(Records drawn from a dataset)
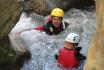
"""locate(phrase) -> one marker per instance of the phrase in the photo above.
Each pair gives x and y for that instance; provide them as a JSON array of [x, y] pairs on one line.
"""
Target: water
[[43, 47]]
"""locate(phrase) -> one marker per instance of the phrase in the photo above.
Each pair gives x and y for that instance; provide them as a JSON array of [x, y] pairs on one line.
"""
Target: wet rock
[[43, 7], [95, 60]]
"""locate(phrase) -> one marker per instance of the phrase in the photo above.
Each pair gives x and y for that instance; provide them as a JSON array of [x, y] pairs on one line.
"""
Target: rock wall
[[43, 7], [95, 60]]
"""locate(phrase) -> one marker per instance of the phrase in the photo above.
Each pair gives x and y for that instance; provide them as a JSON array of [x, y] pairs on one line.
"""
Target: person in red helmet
[[54, 25], [69, 56]]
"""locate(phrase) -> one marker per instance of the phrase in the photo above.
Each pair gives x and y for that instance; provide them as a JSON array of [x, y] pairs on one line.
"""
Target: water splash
[[43, 47]]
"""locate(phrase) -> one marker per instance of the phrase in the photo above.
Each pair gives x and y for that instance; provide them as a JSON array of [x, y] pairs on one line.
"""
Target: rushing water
[[43, 47]]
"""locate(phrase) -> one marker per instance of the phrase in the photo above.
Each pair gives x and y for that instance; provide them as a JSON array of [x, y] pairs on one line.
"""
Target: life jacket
[[67, 58]]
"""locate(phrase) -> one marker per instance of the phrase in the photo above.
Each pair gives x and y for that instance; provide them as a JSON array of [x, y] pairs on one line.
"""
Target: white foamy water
[[43, 47]]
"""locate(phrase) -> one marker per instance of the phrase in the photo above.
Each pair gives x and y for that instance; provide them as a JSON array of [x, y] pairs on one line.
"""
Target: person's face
[[56, 21], [69, 45]]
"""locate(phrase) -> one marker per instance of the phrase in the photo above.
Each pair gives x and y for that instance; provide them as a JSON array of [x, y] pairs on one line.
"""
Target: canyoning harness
[[67, 58]]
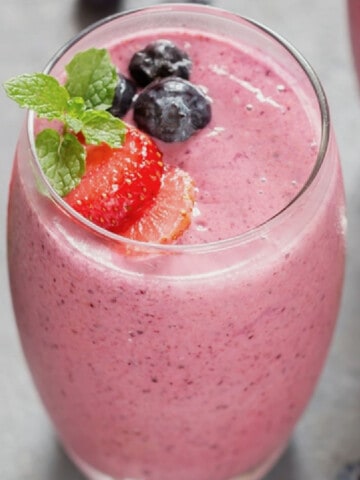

__Required work__
Every line above needs to be written out again as it stands. Pictures do not belong in the copy.

__Your solution__
"""locate(phrase) -> one marker per instance of the phrase in the photo above.
Each pair gives x and y for that instance; provide them as a JSON array of [x, y] pairs on one line.
"""
Target: water
[[43, 47]]
"""locate(phrase) -> one marker per instance of the phrase in the photo above.
Each pair gives x and y for that instance; provide them as a JSON array of [x, y] pairs on one line.
"""
Target: wet rock
[[43, 7], [95, 60]]
"""locate(phrase) -> one marker per instance of the phrase in the photo above.
Each pair gives x and y for that instance; provide them as a JSON array of [x, y] pairs on one line.
"""
Target: rock wall
[[43, 7], [95, 60]]
"""locate(phrase) -> one marker per instance of the phrase in the photo above.
Each pair gives x and y for that instance; provide them as a JSON array of [x, y] pairs on one line.
"""
Target: person in red helmet
[[54, 25], [69, 56]]
"""locate(phrase) -> one marker per instance of the phrase in the photo above.
Each pair gives x and y for that instance; provide them as a JSON array of [x, y] pairs on one line.
"""
Target: water splash
[[43, 47]]
"""locate(phrase) -> one marker per instance of the phrase in the photo above.
Each pair gives x and y for that instance; provide them as a JSON array of [x, y] pairs on one line.
"""
Target: rushing water
[[43, 47]]
"""locate(phrase) -> one marker per instance of the phrase in the photo above.
Each pair gives x and y for that instance; provide them as a JSON array of [x, y] pairs on one line.
"""
Target: life jacket
[[67, 58]]
"""locate(phrase) -> one marker per instance of the phrase in the photo above.
Each pair gives x and y for that instance; provide them as a JSON array of [x, y] pairs on one line.
"""
Target: white foamy water
[[43, 47]]
"""locate(phrase) -> one marker per instance of the phrase in the photo above.
Each pair gives x and y for that instance; provide them as a JSON array of [x, y] pairs on one line.
"""
Target: person's face
[[56, 21], [69, 45]]
"""locate(phrase) -> one marker per instance of the phrase in the photo above.
Each pair gives x and y for that instance; provide them as a JSON array of [x, y] pairs on one line.
"""
Target: canyoning harness
[[67, 58]]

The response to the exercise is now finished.